◆ **To do**
Everything from the line with "Where can the calm" through the last line of the records below should be copied exactly, both ends included.

[Extracted entries]

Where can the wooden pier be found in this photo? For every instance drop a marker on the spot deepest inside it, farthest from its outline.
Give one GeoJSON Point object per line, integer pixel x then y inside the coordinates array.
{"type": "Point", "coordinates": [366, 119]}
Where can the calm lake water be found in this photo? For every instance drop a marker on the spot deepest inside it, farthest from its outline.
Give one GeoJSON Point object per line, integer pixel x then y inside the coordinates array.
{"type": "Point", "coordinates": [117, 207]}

[/Extracted entries]

◆ **Output of the exercise**
Where can the calm lake water be found in this photo? For every instance drop a marker on the spot deepest inside it, farthest from its outline.
Give one GeoJSON Point object per line, integer pixel x then y inside the coordinates array.
{"type": "Point", "coordinates": [117, 207]}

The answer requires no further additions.